TASK GOAL = Write out only the tail of the records, beginning at the line containing "this form: (132,401)." and including the last line, exactly as written.

•••

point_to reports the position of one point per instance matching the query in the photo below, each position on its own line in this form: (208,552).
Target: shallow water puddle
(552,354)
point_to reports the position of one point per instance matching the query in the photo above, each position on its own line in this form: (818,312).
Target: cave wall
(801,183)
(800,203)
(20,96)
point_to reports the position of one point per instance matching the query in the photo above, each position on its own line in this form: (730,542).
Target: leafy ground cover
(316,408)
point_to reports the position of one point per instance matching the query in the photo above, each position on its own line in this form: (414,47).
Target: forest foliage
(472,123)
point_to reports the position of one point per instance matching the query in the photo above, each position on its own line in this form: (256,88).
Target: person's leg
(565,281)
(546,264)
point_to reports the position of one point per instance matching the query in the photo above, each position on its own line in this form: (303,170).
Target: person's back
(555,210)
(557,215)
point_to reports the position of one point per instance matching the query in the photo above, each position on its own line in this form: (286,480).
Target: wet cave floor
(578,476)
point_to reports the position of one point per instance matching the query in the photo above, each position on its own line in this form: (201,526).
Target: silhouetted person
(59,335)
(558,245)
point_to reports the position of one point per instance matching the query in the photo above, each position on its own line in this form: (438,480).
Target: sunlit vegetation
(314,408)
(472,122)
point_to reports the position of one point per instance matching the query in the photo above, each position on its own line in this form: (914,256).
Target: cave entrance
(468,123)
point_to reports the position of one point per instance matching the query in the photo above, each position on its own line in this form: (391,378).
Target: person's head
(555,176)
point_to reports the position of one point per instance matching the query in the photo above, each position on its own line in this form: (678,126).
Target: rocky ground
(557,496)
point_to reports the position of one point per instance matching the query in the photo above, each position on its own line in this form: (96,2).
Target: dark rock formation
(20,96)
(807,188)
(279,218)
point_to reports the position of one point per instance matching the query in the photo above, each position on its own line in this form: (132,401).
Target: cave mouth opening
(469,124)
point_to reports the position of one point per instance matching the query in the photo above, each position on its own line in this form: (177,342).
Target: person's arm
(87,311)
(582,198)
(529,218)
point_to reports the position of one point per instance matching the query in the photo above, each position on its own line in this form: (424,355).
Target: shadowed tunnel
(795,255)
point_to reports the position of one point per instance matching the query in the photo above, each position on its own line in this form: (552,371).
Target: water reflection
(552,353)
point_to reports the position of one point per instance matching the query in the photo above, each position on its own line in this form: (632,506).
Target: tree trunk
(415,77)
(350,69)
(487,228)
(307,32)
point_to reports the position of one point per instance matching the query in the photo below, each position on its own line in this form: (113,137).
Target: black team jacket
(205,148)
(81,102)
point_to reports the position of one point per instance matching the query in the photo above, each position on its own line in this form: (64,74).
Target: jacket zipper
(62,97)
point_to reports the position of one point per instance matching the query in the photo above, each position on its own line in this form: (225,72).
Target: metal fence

•••

RESULT =
point_to reports the position of one point per instance matching the query in the photo above, each position on its own line in this form: (132,401).
Target: cave mouth opening
(469,124)
point_to reports the position of one point per instance matching the query in the photo above, each position on its own line in this form: (177,342).
Target: person's arm
(87,311)
(582,198)
(529,218)
point_to reports the position of one point per instance matching the query in the photo above, each position on its own line in this form: (424,355).
Target: shadowed tunnel
(795,255)
point_to reports the position of one point per instance matching the query in the photo above, each position on its own line in this form: (552,371).
Target: water reflection
(552,353)
point_to reports the position of one point per instance matching the query in the photo above, each position on its own line in this form: (632,506).
Target: tree trunk
(415,77)
(350,69)
(487,228)
(307,32)
point_to reports the position of one point per instance matching the query in the photo below, each position on its own line in this form: (113,137).
Target: black team jacket
(205,148)
(81,102)
point_to reports the position of one point per instance matching the query in the photo above, each position on its own line in this form: (64,74).
Target: jacket zipper
(62,97)
point_to reports the position of one point per instance matching the query in the photo above, each position on its own line in this form: (225,72).
Target: metal fence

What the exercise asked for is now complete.